## Stored data
——

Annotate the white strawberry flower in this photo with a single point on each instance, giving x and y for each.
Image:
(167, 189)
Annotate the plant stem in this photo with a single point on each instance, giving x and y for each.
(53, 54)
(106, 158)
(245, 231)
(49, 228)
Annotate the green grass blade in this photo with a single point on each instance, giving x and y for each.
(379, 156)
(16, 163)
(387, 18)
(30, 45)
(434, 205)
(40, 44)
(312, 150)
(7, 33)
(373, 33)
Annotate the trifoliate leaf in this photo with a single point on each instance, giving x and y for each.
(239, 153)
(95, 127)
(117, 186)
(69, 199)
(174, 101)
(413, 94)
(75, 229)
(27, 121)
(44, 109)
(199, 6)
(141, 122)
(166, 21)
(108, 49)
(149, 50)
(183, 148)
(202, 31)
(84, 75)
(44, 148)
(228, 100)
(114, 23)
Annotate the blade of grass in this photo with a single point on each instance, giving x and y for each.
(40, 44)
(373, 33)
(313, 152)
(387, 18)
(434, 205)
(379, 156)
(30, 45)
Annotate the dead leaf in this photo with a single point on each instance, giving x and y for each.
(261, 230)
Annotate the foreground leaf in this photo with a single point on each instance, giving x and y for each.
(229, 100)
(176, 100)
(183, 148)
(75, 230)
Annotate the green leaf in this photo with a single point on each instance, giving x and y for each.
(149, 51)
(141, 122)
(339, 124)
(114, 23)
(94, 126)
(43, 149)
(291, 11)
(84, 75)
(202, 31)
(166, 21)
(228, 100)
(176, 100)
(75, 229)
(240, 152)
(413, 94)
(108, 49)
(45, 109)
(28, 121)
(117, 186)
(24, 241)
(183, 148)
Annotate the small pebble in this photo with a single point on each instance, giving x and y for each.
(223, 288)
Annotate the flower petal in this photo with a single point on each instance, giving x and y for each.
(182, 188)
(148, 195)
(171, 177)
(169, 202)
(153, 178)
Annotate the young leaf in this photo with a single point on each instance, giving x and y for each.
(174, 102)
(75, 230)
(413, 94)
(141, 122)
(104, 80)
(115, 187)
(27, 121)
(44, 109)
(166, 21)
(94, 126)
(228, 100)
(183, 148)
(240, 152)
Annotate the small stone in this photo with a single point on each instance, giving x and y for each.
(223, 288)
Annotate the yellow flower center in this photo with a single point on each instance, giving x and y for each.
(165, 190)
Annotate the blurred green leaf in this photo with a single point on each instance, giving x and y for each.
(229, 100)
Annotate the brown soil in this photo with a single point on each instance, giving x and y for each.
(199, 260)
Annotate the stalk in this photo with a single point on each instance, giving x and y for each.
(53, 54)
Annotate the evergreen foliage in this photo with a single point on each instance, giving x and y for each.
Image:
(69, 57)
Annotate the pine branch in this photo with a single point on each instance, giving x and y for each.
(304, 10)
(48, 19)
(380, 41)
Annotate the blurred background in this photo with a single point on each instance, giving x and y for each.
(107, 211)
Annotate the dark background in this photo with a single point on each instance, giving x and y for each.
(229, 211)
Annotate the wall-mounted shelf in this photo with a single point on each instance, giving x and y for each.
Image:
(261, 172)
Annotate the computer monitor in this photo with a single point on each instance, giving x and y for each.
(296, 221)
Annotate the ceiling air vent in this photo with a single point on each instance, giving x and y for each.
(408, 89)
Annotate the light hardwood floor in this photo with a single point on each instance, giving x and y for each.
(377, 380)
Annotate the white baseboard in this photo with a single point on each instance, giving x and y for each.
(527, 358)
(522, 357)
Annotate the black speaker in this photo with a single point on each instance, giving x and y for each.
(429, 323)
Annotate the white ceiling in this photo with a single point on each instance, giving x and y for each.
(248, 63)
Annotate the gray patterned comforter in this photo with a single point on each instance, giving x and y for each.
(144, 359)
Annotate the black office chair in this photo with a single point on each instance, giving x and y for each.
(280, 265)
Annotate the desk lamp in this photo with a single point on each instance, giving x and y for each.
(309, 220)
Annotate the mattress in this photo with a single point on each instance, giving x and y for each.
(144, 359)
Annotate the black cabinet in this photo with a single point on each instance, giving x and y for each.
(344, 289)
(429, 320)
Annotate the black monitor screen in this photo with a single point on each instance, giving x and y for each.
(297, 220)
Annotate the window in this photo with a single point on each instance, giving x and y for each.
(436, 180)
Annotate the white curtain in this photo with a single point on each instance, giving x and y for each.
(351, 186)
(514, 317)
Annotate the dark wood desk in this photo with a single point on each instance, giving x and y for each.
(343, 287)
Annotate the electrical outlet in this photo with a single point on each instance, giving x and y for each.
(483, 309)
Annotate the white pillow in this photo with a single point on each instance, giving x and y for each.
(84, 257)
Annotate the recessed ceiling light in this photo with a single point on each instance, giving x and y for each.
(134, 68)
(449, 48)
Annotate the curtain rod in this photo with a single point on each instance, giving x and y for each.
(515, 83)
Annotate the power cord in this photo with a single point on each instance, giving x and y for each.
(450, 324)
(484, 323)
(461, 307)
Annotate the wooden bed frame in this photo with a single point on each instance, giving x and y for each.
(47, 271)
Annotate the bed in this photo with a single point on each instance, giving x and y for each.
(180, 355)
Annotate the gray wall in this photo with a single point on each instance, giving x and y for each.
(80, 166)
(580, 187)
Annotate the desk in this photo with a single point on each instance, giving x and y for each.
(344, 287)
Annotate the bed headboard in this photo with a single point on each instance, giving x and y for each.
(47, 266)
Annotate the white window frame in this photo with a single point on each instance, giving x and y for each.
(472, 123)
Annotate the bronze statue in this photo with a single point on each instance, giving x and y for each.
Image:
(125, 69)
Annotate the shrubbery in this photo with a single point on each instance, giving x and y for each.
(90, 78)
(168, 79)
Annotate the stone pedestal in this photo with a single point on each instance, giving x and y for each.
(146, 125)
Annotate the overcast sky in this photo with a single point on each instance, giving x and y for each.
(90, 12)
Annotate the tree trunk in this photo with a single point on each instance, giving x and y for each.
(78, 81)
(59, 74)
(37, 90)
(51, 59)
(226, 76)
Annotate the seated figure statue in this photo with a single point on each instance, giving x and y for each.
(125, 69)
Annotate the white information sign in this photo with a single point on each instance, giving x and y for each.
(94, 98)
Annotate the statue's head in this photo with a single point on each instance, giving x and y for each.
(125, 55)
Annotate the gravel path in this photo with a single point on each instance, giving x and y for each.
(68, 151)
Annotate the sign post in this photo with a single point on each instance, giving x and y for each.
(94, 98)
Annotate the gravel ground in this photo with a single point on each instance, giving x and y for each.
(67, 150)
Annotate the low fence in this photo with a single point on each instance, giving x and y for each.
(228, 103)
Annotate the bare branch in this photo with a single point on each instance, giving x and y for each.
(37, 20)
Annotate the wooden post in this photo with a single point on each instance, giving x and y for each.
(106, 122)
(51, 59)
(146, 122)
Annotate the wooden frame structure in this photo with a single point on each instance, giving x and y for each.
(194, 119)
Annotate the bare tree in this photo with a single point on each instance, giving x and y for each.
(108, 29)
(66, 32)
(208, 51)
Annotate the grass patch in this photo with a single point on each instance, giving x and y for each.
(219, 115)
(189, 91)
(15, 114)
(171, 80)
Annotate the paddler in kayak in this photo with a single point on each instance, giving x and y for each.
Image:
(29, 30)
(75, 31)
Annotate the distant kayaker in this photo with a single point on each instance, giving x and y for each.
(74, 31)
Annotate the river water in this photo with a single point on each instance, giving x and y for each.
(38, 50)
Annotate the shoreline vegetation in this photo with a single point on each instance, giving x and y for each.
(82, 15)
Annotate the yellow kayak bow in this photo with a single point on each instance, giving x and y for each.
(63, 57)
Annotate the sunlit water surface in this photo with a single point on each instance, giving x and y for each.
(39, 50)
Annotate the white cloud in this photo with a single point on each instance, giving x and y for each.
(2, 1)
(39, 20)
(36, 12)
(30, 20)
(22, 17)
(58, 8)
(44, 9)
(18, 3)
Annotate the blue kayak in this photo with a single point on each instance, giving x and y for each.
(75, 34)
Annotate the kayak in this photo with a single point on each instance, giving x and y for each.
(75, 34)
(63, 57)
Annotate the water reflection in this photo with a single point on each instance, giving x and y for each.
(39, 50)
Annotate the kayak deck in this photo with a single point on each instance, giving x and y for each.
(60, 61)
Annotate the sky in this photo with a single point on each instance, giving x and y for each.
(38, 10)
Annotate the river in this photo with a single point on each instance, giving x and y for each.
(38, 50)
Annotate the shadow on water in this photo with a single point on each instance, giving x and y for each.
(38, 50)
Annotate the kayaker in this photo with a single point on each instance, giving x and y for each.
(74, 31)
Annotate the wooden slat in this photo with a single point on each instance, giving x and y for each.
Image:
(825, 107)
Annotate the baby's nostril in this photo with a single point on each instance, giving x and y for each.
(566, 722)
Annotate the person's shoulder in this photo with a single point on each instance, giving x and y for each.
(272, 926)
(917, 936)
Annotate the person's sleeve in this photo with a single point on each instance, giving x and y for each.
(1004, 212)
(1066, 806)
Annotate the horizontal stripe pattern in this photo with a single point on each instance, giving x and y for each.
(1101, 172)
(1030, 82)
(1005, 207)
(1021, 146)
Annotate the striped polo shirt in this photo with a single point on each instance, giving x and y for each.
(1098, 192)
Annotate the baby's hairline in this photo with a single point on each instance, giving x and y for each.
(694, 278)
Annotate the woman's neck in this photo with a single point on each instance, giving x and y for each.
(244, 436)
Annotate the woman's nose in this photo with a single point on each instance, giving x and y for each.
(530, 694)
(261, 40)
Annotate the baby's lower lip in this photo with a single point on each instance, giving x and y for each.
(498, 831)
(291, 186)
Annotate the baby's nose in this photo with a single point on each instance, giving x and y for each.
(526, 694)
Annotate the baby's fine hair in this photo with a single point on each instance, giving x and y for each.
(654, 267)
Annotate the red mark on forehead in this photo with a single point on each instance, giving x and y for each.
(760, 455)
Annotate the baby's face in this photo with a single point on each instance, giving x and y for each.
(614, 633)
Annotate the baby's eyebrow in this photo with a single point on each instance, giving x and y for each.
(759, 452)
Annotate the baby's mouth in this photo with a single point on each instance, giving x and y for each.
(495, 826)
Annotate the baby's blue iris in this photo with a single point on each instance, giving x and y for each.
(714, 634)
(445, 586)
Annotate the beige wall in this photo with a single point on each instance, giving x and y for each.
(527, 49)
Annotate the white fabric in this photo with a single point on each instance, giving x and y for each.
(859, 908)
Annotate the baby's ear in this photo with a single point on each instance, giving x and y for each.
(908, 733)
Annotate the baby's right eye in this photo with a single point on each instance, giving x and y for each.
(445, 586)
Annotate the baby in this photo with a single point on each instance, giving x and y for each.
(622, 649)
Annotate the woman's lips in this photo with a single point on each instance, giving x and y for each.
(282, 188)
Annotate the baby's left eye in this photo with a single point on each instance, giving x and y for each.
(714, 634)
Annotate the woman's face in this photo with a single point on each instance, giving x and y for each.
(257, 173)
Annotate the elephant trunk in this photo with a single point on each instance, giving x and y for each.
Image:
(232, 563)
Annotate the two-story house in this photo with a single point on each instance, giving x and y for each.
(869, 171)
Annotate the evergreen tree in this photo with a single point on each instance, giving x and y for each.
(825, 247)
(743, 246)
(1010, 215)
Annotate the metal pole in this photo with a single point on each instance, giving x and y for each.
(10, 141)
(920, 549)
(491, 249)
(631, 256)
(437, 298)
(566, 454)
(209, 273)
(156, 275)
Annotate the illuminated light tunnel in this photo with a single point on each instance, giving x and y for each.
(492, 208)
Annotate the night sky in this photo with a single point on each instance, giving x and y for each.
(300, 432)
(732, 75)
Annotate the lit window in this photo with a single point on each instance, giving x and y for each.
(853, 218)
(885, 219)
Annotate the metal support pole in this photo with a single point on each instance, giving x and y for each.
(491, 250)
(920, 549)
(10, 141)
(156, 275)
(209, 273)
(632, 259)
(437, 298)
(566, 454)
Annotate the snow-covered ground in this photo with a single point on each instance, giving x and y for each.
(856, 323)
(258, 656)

——

## Directions for this task
Repeat the line that contains "Annotate the illuminated", then every line after it until the records end, with nothing added.

## Reply to the exercise
Annotate the illuminated light tunnel in this photo with a single point on each instance, giving x and y for each.
(492, 208)
Annotate the night sky in this photo with a single point on each instance, giving x and y for each.
(300, 432)
(732, 75)
Annotate the lit window in this photo with a single point on each instance, giving x and y for each.
(853, 218)
(885, 219)
Annotate the metal support pole in this photo with a single point on each instance, giving x and y for each.
(491, 250)
(920, 549)
(10, 141)
(156, 275)
(209, 273)
(632, 259)
(437, 298)
(566, 454)
Annotate the snow-covered ground in this photo with a single point on each instance, giving x and y for each.
(856, 323)
(258, 656)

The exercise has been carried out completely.